### DATA FOR THIS EXERCISE

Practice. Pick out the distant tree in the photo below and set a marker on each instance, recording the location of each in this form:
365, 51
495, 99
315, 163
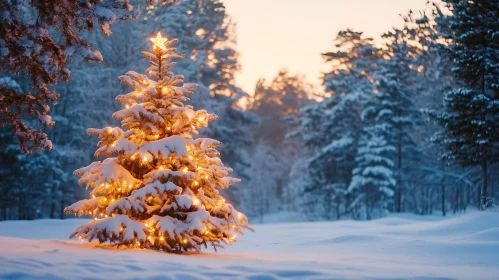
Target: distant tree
373, 178
470, 120
332, 128
393, 112
273, 101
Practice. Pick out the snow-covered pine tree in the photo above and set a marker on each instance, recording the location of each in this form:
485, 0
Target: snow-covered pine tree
393, 113
161, 191
471, 113
373, 179
331, 129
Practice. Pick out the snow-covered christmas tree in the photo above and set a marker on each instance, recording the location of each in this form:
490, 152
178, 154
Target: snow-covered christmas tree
159, 187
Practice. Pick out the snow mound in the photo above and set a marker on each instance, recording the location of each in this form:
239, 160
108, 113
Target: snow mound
397, 247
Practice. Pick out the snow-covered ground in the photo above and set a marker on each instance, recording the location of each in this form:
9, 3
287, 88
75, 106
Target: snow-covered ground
399, 247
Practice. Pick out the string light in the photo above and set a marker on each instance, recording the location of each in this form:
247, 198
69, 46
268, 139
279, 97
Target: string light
159, 41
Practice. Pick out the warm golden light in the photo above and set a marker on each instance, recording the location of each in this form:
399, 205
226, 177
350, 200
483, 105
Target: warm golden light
159, 41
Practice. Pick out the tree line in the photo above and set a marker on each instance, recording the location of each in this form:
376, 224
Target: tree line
410, 125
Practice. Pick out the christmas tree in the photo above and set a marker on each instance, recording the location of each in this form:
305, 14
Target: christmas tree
161, 189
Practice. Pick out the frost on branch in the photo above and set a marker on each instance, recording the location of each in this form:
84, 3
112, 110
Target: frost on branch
159, 187
38, 40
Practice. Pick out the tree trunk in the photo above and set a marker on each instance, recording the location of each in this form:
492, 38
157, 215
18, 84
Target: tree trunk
442, 185
399, 171
484, 185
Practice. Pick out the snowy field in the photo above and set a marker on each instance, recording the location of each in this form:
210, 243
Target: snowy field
399, 247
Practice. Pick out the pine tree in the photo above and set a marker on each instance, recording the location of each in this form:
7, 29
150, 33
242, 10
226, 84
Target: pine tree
471, 110
331, 129
373, 178
161, 191
393, 112
37, 41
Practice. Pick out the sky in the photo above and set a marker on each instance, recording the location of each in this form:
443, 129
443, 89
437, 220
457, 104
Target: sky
277, 34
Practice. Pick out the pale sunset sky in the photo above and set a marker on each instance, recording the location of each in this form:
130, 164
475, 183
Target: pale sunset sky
276, 34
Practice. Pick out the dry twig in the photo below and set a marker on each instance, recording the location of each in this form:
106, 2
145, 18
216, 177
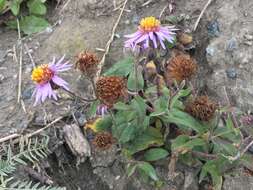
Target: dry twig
201, 14
15, 135
30, 56
20, 62
108, 44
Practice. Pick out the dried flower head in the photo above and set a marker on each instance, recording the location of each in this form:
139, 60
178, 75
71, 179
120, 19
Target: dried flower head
87, 63
103, 140
180, 67
92, 124
110, 88
202, 108
150, 32
247, 120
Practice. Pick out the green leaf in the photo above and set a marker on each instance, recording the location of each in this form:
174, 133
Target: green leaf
93, 109
104, 124
2, 5
155, 154
181, 118
180, 94
15, 6
148, 169
161, 107
121, 68
32, 24
151, 137
211, 168
184, 143
131, 169
36, 7
121, 106
135, 81
127, 134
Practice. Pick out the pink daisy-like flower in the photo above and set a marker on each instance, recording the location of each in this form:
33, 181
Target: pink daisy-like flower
46, 79
150, 30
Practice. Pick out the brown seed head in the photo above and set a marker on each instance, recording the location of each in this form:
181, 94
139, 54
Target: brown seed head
180, 67
103, 140
87, 63
202, 108
110, 88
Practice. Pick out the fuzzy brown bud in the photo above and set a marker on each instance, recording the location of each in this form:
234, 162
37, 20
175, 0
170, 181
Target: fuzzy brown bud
202, 108
87, 63
179, 68
103, 140
110, 89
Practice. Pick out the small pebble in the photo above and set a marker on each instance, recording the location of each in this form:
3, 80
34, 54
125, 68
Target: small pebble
1, 77
49, 30
185, 39
127, 22
117, 36
248, 37
232, 44
231, 73
213, 28
27, 93
210, 51
248, 43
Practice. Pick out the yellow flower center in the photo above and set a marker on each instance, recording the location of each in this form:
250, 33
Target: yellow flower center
149, 24
42, 74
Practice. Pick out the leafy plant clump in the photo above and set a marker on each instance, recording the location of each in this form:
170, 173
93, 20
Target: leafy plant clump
29, 23
147, 104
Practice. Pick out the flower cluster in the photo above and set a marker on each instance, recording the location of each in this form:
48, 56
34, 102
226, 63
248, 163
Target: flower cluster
202, 108
87, 63
110, 88
46, 79
180, 67
103, 140
150, 34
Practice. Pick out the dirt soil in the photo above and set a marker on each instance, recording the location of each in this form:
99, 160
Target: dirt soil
77, 26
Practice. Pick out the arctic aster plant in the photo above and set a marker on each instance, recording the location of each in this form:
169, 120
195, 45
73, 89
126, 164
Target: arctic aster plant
46, 79
151, 31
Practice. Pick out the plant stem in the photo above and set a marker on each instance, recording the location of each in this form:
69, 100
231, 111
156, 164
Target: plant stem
79, 97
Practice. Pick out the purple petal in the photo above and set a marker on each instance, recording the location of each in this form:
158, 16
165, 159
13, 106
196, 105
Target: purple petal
60, 82
138, 33
153, 38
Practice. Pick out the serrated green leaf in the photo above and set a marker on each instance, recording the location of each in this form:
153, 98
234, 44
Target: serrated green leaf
36, 7
104, 124
15, 7
131, 169
182, 118
2, 5
180, 94
135, 81
121, 106
121, 68
93, 109
148, 169
151, 137
32, 24
127, 134
155, 154
183, 142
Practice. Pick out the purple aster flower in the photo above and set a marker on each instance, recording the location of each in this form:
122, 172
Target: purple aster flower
150, 30
46, 78
102, 110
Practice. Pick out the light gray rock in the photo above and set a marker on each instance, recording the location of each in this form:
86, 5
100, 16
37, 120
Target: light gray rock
238, 183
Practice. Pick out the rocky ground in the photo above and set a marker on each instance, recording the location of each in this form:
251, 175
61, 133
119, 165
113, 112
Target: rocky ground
223, 48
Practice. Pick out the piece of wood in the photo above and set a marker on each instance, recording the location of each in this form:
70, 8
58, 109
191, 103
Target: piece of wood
76, 141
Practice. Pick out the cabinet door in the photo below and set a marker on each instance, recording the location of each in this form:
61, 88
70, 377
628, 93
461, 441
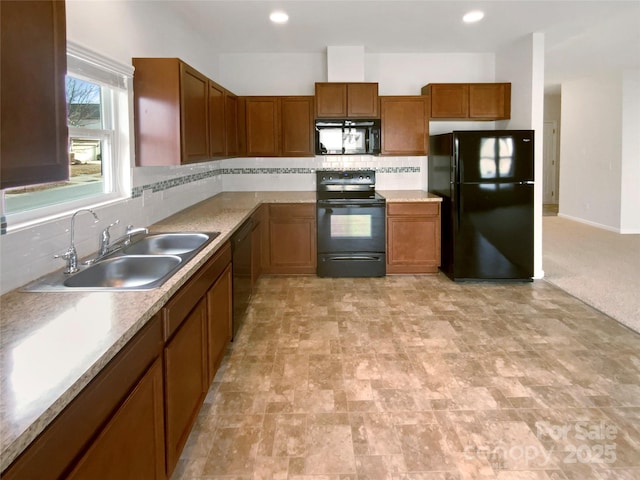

### WHAT IS EXPECTED
An exact transcription of the data above is needed, without the pictures.

### ANSWER
Practice. Pick out the distant tree in the photo below and set a marker on each instance, recording the location of each in this form:
365, 51
495, 99
315, 163
Target: distant tree
373, 178
470, 120
332, 128
393, 112
273, 101
Practice. Pick out the snow-covered pine tree in the photo above and set a marker on each instance, recording the location of each in this form:
485, 0
Target: snow-covered pine tree
393, 113
161, 191
471, 113
373, 179
331, 129
Practice. Pick out the snow-covered christmas tree in the photo above and set a marker on each instance, recording the location of each in this form:
490, 152
178, 154
Target: snow-covered christmas tree
159, 187
Practice. Pick out the snow mound in the photo above and set a marker on each instance, recording the location of each in this form:
239, 160
108, 113
Target: snow mound
397, 247
Practice. Pick out the snow-covered ground in the photo above and set a marker on each instance, recording the location of each in this form:
9, 3
287, 88
75, 106
Target: snow-covered ground
399, 247
Practice. Pick out the string light in the photo above and set a marker on each instance, recording the location of each in this form:
247, 198
69, 46
268, 139
279, 97
Target: string light
159, 41
Practice. Pick out the warm golden light in the photo above and set a marker on each instance, recording the location of each in this form:
399, 205
226, 177
350, 200
483, 105
Target: warm golden light
159, 41
Practice. Pick out the tree line in the photo above and set a marker on each instance, recording the location of each in this form:
376, 224
Target: tree line
410, 125
Practice. Pick out the christmas tree in the photo above and set a marker on each instance, recording the location of each in this form:
305, 14
Target: christmas tree
161, 189
Practice. Pick out the frost on branch in the photo above and set a marker on each instance, recording the location of each in this form:
84, 3
112, 110
Target: frost on branch
159, 187
38, 40
Practice. Pick out the tree trunk in the photo above and set a marker on each instance, recording the location of each in this form:
492, 38
157, 215
18, 84
Target: tree trunk
442, 185
399, 171
484, 185
Practice. Pick out the snowy field in the photo above and set a marker on each instance, recording the location of each in this form:
210, 243
Target: snowy field
399, 247
Practice. Pick out the pine tree in the photo above and set a marker on each instance, recording the location of each in this form:
7, 29
150, 33
242, 10
226, 84
Target: pine tree
471, 110
331, 129
373, 178
161, 191
393, 112
37, 41
Practice. Pick out the sky in the photo above and set a marker on each instance, recording the location of each in this form:
443, 129
443, 89
437, 220
457, 104
Target: sky
277, 34
Practice. Pick out the pale sunset sky in the photo above and set a marker on each instance, recording the location of each in this form:
130, 164
475, 183
Target: pale sunset sky
276, 34
Practice. Pick out the dry twig in the photo below and set a marker on each instance, recording the location of each in this form:
106, 2
145, 18
216, 177
Target: dry twig
201, 14
15, 135
30, 56
20, 62
108, 44
Practice. Pick out the dried flower head in the photo above and set a marker on each instance, recording the location of each in this form:
139, 60
178, 75
71, 179
120, 19
Target: dried flower head
87, 63
103, 140
180, 67
92, 124
110, 88
202, 108
150, 32
247, 120
Practice. Pick out the green leaf in the photo above and set a marker on each instance, recording the location of each in this form:
174, 133
Target: green leaf
93, 109
104, 124
2, 5
155, 154
181, 118
180, 94
15, 6
148, 169
161, 107
121, 68
32, 24
151, 137
211, 168
184, 143
131, 169
36, 7
121, 106
135, 81
127, 134
Practice. Pick out the pink daisy-like flower in the photo above and set a marker on each instance, recording the location of each in this form:
33, 181
Target: pink daisy-like flower
46, 79
150, 30
Practice. Pick out the brown seed head in the photo above and set a marker on each instance, recording the location of each in this form:
181, 94
139, 54
Target: brown seed head
180, 67
103, 140
87, 63
202, 108
110, 88
Practice. Pick out the fuzzy brown bud in the photo above and set a marker on each instance, recording the location of each in this form:
234, 162
37, 20
175, 0
170, 181
Target: fuzzy brown bud
202, 108
87, 63
179, 68
103, 140
110, 89
Practice. Pick out the small pebble in the photo above and set a marker on each instance, recording the location of each in this form:
3, 80
34, 54
125, 68
Target: small pebble
1, 77
49, 30
185, 39
127, 22
117, 36
248, 37
232, 44
231, 73
213, 28
27, 93
210, 51
248, 43
Practice. Pick out the yellow flower center in the photo above and set a marker on each instance, recording the location of each in this form:
250, 33
Target: yellow flower center
149, 24
42, 74
Practice. Pick out the leafy plant clump in the photo above and set a marker on each instance, recording the location of each in this form:
170, 173
93, 20
Target: leafy plant clump
29, 23
147, 104
Practice. Pick out the flower cluster in the photo above and set a marker on each instance, recording the location of each in this form:
48, 56
34, 102
226, 63
248, 163
Target: flower cluster
202, 108
87, 63
110, 88
46, 79
180, 67
103, 140
150, 34
Practice. Pick out the dirt soil in the photo above and set a marker on each instance, recording the location of each in this form:
99, 160
Target: dirt soil
77, 26
Practice. Pick out the arctic aster plant in the photo above and set a marker on each instance, recording the location of each in this form:
169, 120
195, 45
73, 89
126, 164
Target: arctic aster plant
46, 79
151, 31
Practice. Pick out the plant stem in the photo above and set a marker on each instance, recording the location of each in this form:
69, 100
231, 111
156, 164
Target: plant stem
79, 97
Practice. Pick out the purple petal in the photo above and set a marker on each instance, recording the location of each in this form:
158, 16
165, 159
13, 106
196, 105
Target: purple petal
60, 82
138, 33
153, 38
Practice. Pick out the serrated green leaf in the photo above and set a marker on each instance, recording the location of each in this form:
153, 98
234, 44
Target: serrated green leaf
36, 7
104, 124
15, 7
131, 169
182, 118
2, 5
180, 94
135, 81
121, 106
121, 68
93, 109
148, 169
151, 137
32, 24
127, 134
155, 154
183, 142
Practice. Pick out the purple aster flower in the photo above and set a marker on each instance, recording the location of each in this form:
122, 172
Target: purple aster flower
150, 30
46, 78
102, 110
Practice. Pick out the light gray rock in the photo above and set a marker on each instance, recording the location of each in this form:
86, 5
100, 16
37, 120
Target: light gray rock
238, 183
Practice. Pick out the rocky ground in the photo above and set a marker on each instance, recording the location of each in this form:
251, 175
61, 133
119, 165
113, 112
Target: rocky ground
223, 48
Practice. Pick out the piece of wood in the photo above and set a marker on each instance, recording the location of each in this form:
70, 8
58, 109
191, 103
Target: piece of wood
76, 141
Practice. Pick out the cabinet door in the photo below and set a marker on each instance, recording the location of each in this form:
61, 88
70, 377
628, 93
461, 441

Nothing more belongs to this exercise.